Objective:
Each line from the one that contains "TARGET: illuminated bridge span" to the end of the material must be quoted exactly; include both end lines and nothing else.

(A run of records)
▬▬▬▬▬▬▬▬▬▬

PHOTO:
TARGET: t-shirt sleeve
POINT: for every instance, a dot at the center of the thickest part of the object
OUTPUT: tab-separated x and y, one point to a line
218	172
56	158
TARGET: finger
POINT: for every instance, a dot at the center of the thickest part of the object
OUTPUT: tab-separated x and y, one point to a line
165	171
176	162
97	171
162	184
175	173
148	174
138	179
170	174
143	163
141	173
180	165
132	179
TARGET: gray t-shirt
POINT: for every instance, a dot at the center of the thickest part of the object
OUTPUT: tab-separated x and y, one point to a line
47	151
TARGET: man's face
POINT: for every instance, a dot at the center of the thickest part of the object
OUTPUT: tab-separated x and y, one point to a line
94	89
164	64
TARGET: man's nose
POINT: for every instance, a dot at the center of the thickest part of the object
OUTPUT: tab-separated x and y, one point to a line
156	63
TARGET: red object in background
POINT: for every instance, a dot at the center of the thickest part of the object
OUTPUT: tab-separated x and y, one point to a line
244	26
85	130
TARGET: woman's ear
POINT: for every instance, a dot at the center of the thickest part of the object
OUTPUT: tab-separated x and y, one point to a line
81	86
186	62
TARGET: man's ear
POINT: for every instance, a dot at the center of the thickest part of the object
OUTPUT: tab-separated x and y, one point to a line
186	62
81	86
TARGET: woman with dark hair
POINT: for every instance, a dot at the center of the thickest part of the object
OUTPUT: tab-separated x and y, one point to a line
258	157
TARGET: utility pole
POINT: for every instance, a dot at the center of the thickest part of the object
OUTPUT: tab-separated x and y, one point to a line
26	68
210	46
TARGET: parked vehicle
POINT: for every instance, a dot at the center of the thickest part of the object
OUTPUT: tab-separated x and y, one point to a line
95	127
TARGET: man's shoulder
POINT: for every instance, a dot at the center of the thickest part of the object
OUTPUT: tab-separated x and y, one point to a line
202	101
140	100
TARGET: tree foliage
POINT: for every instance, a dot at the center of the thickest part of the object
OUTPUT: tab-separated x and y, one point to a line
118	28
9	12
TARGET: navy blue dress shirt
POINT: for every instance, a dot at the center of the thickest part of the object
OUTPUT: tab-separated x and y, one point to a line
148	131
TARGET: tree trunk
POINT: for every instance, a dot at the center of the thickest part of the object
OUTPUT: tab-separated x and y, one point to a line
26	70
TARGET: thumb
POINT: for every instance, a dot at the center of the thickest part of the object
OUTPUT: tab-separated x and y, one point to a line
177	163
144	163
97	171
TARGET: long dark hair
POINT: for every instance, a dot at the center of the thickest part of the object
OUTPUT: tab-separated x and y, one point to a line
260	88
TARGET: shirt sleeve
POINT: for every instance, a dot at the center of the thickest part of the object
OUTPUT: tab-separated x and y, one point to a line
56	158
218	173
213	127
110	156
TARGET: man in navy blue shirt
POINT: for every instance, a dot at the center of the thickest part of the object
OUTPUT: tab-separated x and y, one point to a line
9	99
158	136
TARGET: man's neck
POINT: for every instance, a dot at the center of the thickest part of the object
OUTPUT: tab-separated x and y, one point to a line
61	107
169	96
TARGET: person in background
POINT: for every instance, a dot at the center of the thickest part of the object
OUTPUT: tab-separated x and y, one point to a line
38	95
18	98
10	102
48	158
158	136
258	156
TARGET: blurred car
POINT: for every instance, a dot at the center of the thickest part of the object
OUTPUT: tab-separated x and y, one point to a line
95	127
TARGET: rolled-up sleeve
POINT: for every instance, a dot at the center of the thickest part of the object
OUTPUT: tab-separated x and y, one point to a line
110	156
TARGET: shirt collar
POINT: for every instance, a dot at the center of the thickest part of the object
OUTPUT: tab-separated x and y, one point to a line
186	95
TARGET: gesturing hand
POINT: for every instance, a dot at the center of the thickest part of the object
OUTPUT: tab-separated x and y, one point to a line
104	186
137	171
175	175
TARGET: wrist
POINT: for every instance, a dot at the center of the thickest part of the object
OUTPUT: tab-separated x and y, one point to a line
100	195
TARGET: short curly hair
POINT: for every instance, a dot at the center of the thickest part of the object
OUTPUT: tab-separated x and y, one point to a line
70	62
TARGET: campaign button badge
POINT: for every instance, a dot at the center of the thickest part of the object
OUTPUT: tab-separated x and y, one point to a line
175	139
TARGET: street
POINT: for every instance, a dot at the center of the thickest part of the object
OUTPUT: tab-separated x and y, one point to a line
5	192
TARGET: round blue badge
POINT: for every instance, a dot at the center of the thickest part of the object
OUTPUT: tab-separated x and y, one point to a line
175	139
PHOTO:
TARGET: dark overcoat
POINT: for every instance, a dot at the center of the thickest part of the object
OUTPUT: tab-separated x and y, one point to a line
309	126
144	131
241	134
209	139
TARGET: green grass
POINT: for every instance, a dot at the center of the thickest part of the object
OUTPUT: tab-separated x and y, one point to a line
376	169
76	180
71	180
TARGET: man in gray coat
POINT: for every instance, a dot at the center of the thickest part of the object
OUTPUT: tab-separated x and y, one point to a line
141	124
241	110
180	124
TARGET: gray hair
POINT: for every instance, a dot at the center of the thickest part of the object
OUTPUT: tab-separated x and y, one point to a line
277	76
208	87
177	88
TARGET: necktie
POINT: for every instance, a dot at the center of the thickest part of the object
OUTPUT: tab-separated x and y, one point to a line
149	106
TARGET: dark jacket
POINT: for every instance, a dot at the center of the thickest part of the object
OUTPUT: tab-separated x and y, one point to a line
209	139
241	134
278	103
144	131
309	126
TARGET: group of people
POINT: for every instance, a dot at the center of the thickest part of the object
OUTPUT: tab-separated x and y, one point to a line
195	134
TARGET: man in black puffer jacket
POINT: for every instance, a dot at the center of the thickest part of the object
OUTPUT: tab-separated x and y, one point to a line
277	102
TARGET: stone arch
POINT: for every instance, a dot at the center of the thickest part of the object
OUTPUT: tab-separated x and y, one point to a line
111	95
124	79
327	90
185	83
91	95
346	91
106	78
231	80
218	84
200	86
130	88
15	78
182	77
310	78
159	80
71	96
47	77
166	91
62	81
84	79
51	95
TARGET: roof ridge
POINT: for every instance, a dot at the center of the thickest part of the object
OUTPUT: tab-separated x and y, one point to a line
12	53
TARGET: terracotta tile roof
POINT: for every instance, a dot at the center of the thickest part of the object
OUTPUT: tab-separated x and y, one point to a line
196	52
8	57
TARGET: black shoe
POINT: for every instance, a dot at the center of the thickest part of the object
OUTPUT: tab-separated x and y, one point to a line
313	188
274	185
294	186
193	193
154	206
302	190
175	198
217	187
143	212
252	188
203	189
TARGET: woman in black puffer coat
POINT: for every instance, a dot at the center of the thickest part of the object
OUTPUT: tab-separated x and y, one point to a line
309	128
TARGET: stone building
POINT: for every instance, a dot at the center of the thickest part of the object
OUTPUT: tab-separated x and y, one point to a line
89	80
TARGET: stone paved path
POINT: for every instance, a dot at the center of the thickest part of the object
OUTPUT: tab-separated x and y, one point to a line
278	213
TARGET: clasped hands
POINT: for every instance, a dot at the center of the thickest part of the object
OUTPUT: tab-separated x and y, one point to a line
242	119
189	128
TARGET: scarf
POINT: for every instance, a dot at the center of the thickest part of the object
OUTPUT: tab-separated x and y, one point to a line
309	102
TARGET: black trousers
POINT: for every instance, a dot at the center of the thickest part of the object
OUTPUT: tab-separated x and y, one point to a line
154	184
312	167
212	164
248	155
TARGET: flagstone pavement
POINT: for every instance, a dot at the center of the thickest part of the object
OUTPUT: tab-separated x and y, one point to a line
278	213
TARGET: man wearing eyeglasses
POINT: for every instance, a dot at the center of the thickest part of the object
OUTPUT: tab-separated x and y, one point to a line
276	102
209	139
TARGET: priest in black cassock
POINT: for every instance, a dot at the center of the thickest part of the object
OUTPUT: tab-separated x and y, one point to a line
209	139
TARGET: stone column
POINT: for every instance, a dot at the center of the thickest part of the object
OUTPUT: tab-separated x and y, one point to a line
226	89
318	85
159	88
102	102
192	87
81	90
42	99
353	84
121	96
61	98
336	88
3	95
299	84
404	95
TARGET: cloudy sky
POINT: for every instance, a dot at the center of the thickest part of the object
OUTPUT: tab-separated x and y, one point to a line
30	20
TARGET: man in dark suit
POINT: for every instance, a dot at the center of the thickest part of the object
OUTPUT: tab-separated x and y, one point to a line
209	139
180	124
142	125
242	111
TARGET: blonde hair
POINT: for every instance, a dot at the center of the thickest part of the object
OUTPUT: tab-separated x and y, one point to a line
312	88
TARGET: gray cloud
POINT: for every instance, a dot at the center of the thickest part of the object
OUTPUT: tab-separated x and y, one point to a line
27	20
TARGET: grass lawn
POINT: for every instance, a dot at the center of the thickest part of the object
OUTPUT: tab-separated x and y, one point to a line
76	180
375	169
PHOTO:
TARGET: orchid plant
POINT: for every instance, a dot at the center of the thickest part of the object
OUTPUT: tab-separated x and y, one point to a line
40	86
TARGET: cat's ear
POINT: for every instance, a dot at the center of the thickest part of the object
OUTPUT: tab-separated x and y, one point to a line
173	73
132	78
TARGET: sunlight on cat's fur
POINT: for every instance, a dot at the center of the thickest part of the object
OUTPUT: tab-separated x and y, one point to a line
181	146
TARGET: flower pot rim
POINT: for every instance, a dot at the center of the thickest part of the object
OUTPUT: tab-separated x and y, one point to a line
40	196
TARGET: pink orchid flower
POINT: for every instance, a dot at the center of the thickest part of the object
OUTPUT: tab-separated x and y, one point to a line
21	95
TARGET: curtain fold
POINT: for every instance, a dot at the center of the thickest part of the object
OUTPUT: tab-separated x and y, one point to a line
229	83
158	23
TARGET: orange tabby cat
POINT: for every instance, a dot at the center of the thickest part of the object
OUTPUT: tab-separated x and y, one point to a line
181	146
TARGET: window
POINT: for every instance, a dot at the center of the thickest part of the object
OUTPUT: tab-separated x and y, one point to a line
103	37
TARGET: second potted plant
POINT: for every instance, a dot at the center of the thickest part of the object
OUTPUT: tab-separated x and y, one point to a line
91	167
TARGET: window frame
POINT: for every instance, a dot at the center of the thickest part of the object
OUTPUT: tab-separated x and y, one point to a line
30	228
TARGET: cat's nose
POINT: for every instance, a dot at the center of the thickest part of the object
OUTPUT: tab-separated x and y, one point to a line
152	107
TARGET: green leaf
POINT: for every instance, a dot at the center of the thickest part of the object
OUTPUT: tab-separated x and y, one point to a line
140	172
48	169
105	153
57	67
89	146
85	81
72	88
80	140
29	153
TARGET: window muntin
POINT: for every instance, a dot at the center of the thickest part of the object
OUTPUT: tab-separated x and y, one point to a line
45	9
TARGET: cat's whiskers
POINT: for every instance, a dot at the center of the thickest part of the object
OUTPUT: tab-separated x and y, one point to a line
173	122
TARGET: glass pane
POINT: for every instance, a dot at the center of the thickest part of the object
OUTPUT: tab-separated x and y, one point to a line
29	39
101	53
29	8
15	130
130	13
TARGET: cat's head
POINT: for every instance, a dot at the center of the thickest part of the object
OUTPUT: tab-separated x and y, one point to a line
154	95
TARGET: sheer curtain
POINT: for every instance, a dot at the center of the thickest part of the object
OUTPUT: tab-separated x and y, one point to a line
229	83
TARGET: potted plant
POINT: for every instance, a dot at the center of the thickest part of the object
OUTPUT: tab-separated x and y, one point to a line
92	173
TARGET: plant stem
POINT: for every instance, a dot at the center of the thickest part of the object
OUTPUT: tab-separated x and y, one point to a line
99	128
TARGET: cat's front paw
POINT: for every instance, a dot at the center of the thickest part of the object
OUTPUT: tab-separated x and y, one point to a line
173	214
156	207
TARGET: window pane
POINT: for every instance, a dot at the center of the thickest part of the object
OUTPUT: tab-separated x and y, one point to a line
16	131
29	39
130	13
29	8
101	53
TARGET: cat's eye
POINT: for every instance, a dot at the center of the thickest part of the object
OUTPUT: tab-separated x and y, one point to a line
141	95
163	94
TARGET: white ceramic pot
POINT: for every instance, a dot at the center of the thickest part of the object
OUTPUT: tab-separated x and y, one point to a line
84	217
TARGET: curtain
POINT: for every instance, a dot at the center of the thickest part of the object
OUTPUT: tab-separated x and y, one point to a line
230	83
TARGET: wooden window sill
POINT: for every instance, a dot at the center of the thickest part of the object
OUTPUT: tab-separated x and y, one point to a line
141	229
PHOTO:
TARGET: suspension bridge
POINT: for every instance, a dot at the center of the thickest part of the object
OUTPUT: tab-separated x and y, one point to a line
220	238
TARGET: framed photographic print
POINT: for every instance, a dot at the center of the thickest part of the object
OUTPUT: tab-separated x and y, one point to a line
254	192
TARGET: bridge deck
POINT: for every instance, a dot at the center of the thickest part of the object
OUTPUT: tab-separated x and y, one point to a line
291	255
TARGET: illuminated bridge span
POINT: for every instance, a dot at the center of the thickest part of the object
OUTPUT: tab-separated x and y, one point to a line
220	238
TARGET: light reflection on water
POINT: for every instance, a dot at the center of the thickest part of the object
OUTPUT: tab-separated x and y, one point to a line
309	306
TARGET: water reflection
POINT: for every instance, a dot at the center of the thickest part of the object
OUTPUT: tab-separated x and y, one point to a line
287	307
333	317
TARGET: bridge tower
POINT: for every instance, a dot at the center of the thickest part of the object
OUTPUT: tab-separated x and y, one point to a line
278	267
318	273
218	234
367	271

▬▬▬▬▬▬▬▬▬▬

Response to this exercise:
TARGET: illuminated bridge span
POINT: for every instance, a dot at the center of the thickest part of the object
OUTPUT: tab-separated x and y, one point to a line
220	238
TARGET: light reflection on water
POINT: for every instance, a dot at the center of the thickest part of the object
OUTPUT: tab-separated x and y, one point to a line
309	306
TARGET: water reflection
POINT: for every instance, a dot at the center of the thickest part of the object
OUTPUT: tab-separated x and y, one point to a line
287	307
333	317
TARGET: bridge tower
POINT: for every instance, a dot at the center of the thickest part of the object
OUTPUT: tab-separated x and y, one point to a line
278	267
318	273
218	234
367	271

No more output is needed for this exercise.